### Page extract ###

Labour also said it would set out a fixed timetable for annual autumn budgets, followed by a spring update in early March, to give families and businesses time to prepare for changes ahead of the new tax year.

Major tax and spending decisions would be reserved for November under the plans, while only minor policy changes would be allowed in a spring update.Ms Reeves defended the proposal, rejecting the assertion that it would make it harder for chancellors to respond to unpredictable events.

“This is good international practice, that you set a date for the budget and you stick with it. “And to have a budget in the autumn rather than just a few days or weeks before the new financial year gives businesses, gives families, a chance to plan for any changes in taxation, for example, so that’s good international practice.”

Boris Johnson also considered not going to the OBR before the first budget of his premiership, but this was rejected by his then-chancellor Sajid Javid, according to a book by the Telegraph’s political editor, Ben Riley-Smith. The Labour plans would allow for changes to be introduced without forecasts in the case of an emergency, but the OBR would be allowed to set a date to publish its work.

Ms Reeves and Sir Keir will face more questions about the plans during a visit to the London Stock Exchange on Friday. It comes at the end of a week in which Prime Minister Rishi Sunak weakened a host of green policies, including delaying the ban on the sale of new petrol and diesel cars to 2035.

The move was criticised by car industry figures who wanted certainty on the shift to electric cars.Ms Reeves denied Labour was “anti-motorist” because of its commitment to reinstate the 2030 deadline. She said motorists who want an internal combustion engine beyond 2030 would still be able to buy second-hand. “We’re certainly not anti-motorists. The price of electric vehicles is coming down all the time.

###

Written task A ->
Using the news extract, decide whether each statement agrees with it, and support each yes or no with the deciding words quoted from the text. (i) Under the plans, major tax and spending decisions would be reserved for November. (ii) Sajid Javid supported skipping the OBR before Boris Johnson's first budget. (iii) Rishi Sunak delayed the ban on the sale of new petrol and diesel cars to 2035.
Written task B ->
Retype the part of the news extract that opens with the words containing "Boris Johnson also" and closes with "cars to 2035.".
Written task C ->
List every person named in the news extract.
The records have no connection to the news extract.

### Material shown ###

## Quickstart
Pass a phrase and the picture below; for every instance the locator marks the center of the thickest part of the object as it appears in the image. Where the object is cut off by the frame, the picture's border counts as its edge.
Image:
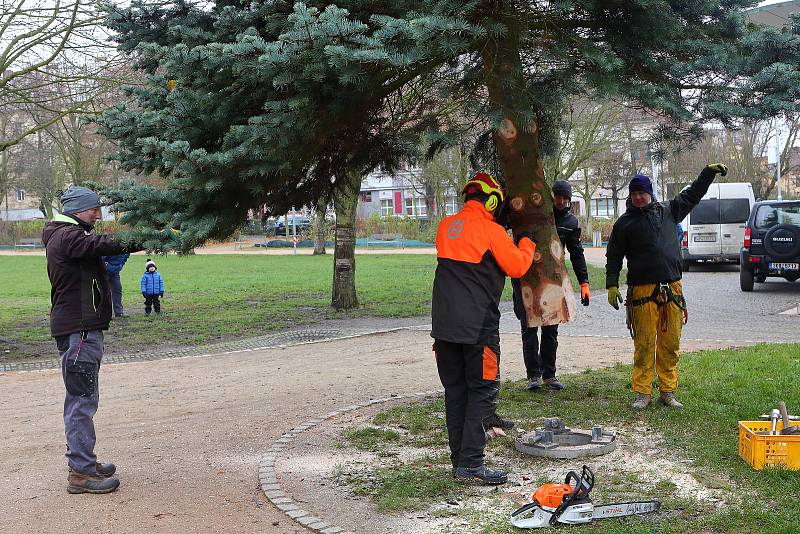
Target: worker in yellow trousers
(656, 323)
(656, 308)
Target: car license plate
(705, 238)
(785, 266)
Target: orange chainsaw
(570, 503)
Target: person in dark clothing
(540, 359)
(152, 288)
(474, 255)
(656, 308)
(80, 311)
(114, 265)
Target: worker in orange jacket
(474, 256)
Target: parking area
(718, 309)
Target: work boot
(642, 401)
(481, 475)
(668, 399)
(553, 384)
(495, 420)
(534, 383)
(106, 470)
(90, 483)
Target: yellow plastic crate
(761, 451)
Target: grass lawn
(718, 388)
(216, 297)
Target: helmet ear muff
(492, 202)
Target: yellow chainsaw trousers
(657, 331)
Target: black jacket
(647, 237)
(80, 294)
(569, 231)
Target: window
(416, 207)
(734, 210)
(706, 212)
(450, 205)
(603, 207)
(724, 211)
(768, 216)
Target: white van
(714, 230)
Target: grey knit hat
(77, 199)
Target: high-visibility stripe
(489, 364)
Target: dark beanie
(563, 188)
(77, 199)
(640, 182)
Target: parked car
(771, 243)
(302, 224)
(714, 229)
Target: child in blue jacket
(152, 288)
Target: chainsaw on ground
(570, 503)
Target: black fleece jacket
(648, 238)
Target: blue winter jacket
(114, 264)
(152, 284)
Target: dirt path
(187, 434)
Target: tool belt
(662, 294)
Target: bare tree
(589, 129)
(54, 60)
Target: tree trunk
(319, 226)
(345, 201)
(546, 288)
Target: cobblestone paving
(279, 339)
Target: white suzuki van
(714, 230)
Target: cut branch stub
(546, 289)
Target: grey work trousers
(81, 354)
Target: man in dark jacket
(540, 360)
(474, 255)
(114, 265)
(656, 308)
(81, 309)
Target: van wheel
(746, 279)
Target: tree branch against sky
(271, 102)
(54, 59)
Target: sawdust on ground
(187, 434)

###

Worked answer A ->
(i) Yes: "Major tax and spending decisions would be reserved for November under the plans"
(ii) No: "this was rejected by his then-chancellor Sajid Javid"
(iii) Yes: "including delaying the ban on the sale of new petrol and diesel cars to 2035"

Worked answer B ->
Boris Johnson also considered not going to the OBR before the first budget of his premiership, but this was rejected by his then-chancellor Sajid Javid, according to a book by the Telegraph’s political editor, Ben Riley-Smith. The Labour plans would allow for changes to be introduced without forecasts in the case of an emergency, but the OBR would be allowed to set a date to publish its work.

Ms Reeves and Sir Keir will face more questions about the plans during a visit to the London Stock Exchange on Friday. It comes at the end of a week in which Prime Minister Rishi Sunak weakened a host of green policies, including delaying the ban on the sale of new petrol and diesel cars to 2035.

Worked answer C ->
Ms Reeves
Boris Johnson
Sajid Javid
Ben Riley-Smith
Sir Keir
Rishi Sunak